* [TASK INSTRUCTIONS] Please give back the listing below word for word, without the images.

* [DATASET ENTRIES]
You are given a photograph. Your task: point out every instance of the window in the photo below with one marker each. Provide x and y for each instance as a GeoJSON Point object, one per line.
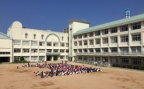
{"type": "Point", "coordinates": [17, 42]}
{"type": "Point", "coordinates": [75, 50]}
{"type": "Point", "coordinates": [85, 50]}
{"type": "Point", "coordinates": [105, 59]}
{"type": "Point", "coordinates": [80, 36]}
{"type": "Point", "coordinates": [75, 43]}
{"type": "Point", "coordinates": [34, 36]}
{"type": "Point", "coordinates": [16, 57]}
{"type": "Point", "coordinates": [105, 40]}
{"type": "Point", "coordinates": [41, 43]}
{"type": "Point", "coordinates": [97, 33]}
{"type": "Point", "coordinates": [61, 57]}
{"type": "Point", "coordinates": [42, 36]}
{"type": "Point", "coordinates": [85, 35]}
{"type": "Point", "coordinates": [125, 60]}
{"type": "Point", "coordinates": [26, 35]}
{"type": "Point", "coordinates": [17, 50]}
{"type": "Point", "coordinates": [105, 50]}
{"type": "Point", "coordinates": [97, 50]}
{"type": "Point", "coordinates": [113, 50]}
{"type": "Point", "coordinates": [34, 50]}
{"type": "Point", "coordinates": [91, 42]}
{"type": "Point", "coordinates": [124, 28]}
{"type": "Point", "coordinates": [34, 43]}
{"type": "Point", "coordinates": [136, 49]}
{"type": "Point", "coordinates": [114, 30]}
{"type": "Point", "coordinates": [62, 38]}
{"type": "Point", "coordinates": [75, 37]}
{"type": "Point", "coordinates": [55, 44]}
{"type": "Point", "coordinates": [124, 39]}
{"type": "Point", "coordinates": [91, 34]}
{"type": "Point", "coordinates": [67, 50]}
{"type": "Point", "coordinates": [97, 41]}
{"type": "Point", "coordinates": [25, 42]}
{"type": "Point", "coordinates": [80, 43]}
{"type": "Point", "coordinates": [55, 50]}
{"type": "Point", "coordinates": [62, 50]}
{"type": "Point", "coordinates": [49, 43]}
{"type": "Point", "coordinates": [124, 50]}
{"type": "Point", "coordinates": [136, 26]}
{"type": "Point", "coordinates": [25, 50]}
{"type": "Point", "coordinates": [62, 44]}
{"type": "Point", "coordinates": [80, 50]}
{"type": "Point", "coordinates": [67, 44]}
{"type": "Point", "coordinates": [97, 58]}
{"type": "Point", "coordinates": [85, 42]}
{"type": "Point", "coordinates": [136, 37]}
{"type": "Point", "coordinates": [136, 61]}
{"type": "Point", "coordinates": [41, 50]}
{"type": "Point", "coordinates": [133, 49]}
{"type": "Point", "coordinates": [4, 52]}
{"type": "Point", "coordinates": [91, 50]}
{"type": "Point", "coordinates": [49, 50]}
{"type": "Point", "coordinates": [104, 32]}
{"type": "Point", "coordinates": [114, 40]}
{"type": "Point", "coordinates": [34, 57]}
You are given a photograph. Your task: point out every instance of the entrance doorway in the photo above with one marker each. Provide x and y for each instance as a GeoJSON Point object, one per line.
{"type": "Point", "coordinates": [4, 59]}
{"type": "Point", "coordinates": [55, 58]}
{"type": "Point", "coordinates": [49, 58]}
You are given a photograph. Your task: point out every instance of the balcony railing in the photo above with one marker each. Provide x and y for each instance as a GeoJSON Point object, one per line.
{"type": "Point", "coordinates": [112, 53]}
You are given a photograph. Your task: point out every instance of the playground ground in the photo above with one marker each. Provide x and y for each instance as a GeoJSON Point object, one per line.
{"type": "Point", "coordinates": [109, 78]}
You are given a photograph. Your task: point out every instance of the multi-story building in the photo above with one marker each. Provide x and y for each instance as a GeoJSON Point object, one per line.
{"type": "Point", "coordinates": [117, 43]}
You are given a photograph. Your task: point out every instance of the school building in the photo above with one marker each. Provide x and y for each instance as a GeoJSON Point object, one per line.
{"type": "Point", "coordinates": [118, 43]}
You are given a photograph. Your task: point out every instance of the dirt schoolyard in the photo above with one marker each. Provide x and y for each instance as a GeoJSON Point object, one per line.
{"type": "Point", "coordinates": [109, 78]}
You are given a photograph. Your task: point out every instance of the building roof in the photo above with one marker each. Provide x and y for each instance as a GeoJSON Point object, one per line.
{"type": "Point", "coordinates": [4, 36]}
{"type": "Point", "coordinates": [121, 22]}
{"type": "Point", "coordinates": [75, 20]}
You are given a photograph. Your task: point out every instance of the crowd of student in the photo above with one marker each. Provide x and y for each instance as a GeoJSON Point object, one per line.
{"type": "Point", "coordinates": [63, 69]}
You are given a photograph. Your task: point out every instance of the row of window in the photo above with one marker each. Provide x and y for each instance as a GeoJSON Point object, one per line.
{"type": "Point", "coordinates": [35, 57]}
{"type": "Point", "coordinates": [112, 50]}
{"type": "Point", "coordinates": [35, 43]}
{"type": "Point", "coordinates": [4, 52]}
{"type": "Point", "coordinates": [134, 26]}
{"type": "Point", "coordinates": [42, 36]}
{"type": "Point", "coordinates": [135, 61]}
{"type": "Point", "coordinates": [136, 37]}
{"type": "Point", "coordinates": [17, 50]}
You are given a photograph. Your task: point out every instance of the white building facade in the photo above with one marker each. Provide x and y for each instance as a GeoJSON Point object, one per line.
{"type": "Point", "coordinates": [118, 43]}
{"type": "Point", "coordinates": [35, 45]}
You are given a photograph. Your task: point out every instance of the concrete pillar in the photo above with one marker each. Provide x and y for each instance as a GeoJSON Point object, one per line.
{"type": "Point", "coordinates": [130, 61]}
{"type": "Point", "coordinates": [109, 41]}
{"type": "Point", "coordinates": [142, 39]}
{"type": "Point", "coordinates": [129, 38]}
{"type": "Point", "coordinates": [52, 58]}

* [WRITTEN ANSWER]
You are given a photograph. Your task: point out every instance of the window in the photo below with one marker each. Provide x and y for each instance as a GeoJSON Point object, one per line.
{"type": "Point", "coordinates": [17, 42]}
{"type": "Point", "coordinates": [75, 50]}
{"type": "Point", "coordinates": [85, 50]}
{"type": "Point", "coordinates": [105, 59]}
{"type": "Point", "coordinates": [80, 36]}
{"type": "Point", "coordinates": [75, 43]}
{"type": "Point", "coordinates": [34, 36]}
{"type": "Point", "coordinates": [16, 57]}
{"type": "Point", "coordinates": [105, 40]}
{"type": "Point", "coordinates": [41, 43]}
{"type": "Point", "coordinates": [97, 33]}
{"type": "Point", "coordinates": [61, 57]}
{"type": "Point", "coordinates": [42, 36]}
{"type": "Point", "coordinates": [85, 35]}
{"type": "Point", "coordinates": [125, 60]}
{"type": "Point", "coordinates": [26, 35]}
{"type": "Point", "coordinates": [17, 50]}
{"type": "Point", "coordinates": [105, 50]}
{"type": "Point", "coordinates": [97, 50]}
{"type": "Point", "coordinates": [113, 50]}
{"type": "Point", "coordinates": [34, 50]}
{"type": "Point", "coordinates": [91, 42]}
{"type": "Point", "coordinates": [124, 28]}
{"type": "Point", "coordinates": [34, 43]}
{"type": "Point", "coordinates": [136, 49]}
{"type": "Point", "coordinates": [114, 30]}
{"type": "Point", "coordinates": [62, 38]}
{"type": "Point", "coordinates": [75, 37]}
{"type": "Point", "coordinates": [55, 44]}
{"type": "Point", "coordinates": [124, 39]}
{"type": "Point", "coordinates": [91, 34]}
{"type": "Point", "coordinates": [67, 50]}
{"type": "Point", "coordinates": [97, 41]}
{"type": "Point", "coordinates": [25, 42]}
{"type": "Point", "coordinates": [80, 43]}
{"type": "Point", "coordinates": [55, 50]}
{"type": "Point", "coordinates": [62, 50]}
{"type": "Point", "coordinates": [49, 43]}
{"type": "Point", "coordinates": [124, 50]}
{"type": "Point", "coordinates": [136, 26]}
{"type": "Point", "coordinates": [25, 50]}
{"type": "Point", "coordinates": [62, 44]}
{"type": "Point", "coordinates": [80, 50]}
{"type": "Point", "coordinates": [67, 44]}
{"type": "Point", "coordinates": [97, 58]}
{"type": "Point", "coordinates": [85, 42]}
{"type": "Point", "coordinates": [136, 37]}
{"type": "Point", "coordinates": [136, 61]}
{"type": "Point", "coordinates": [41, 50]}
{"type": "Point", "coordinates": [133, 49]}
{"type": "Point", "coordinates": [4, 52]}
{"type": "Point", "coordinates": [91, 50]}
{"type": "Point", "coordinates": [49, 50]}
{"type": "Point", "coordinates": [104, 32]}
{"type": "Point", "coordinates": [114, 40]}
{"type": "Point", "coordinates": [34, 57]}
You are given a photograph. Your task: point out every instance of the entrance doorway in the photo above with one marker each. Provide x and y for each instance as a GeoJSON Point object, one per line.
{"type": "Point", "coordinates": [4, 59]}
{"type": "Point", "coordinates": [55, 58]}
{"type": "Point", "coordinates": [49, 58]}
You are given a photograph. Your task: point out every instance of the balcony railing in the photo above with one marker each. Provide x and y for each instance as a GeoJSON Point object, one per line.
{"type": "Point", "coordinates": [112, 53]}
You are given a photograph. Your task: point out every instance of the playground ground in the photo above with one marker each. Provide x and y for each instance as a GeoJSON Point object, one per line.
{"type": "Point", "coordinates": [109, 78]}
You are given a photograph. Your task: point out every instance of the multi-story building in the photo above with one marker each. Provide x and y for each instance as a GeoJSON Point object, one per line.
{"type": "Point", "coordinates": [117, 43]}
You are given a photograph. Your task: point out every instance of the school building in the photo above with one marker each. Provide x and y for each instance as a GeoJSON Point object, one per line.
{"type": "Point", "coordinates": [118, 43]}
You are given a photograph. Your task: point out every instance of the dirt schoolyard in the photo above with one marker each. Provide x and y for each instance as a GeoJSON Point object, one per line.
{"type": "Point", "coordinates": [109, 78]}
You are given a photograph. Your task: point out every instance of the building roof in the photo above with one marker each. Provide x and y for each instance as a GeoJSON Point object, one per line.
{"type": "Point", "coordinates": [4, 36]}
{"type": "Point", "coordinates": [121, 22]}
{"type": "Point", "coordinates": [75, 20]}
You are given a photograph. Your task: point out every instance of the crowd of student in the photo above with one marker each. Provide x and y for each instance as a GeoJSON Point object, one per line.
{"type": "Point", "coordinates": [63, 69]}
You are given a photograph. Your task: point out every instance of the row of window in the photo above with one marker each. Provide x and y for each instance as a GeoJSON Point object, one per line.
{"type": "Point", "coordinates": [35, 57]}
{"type": "Point", "coordinates": [112, 50]}
{"type": "Point", "coordinates": [35, 43]}
{"type": "Point", "coordinates": [4, 52]}
{"type": "Point", "coordinates": [134, 26]}
{"type": "Point", "coordinates": [42, 36]}
{"type": "Point", "coordinates": [135, 61]}
{"type": "Point", "coordinates": [136, 37]}
{"type": "Point", "coordinates": [17, 50]}
You are given a photograph. Your task: point out every instance of the white building facade in the photo above with one marker each. Provide x and y for each instance as a GeoJSON Point object, one per line.
{"type": "Point", "coordinates": [118, 43]}
{"type": "Point", "coordinates": [35, 45]}
You are given a photograph. Your task: point out every instance of the concrete pillar in the photo above with one marker each. Provide x and y for each instance as a GeoJSON Point object, one per line.
{"type": "Point", "coordinates": [130, 61]}
{"type": "Point", "coordinates": [109, 41]}
{"type": "Point", "coordinates": [142, 39]}
{"type": "Point", "coordinates": [129, 38]}
{"type": "Point", "coordinates": [52, 58]}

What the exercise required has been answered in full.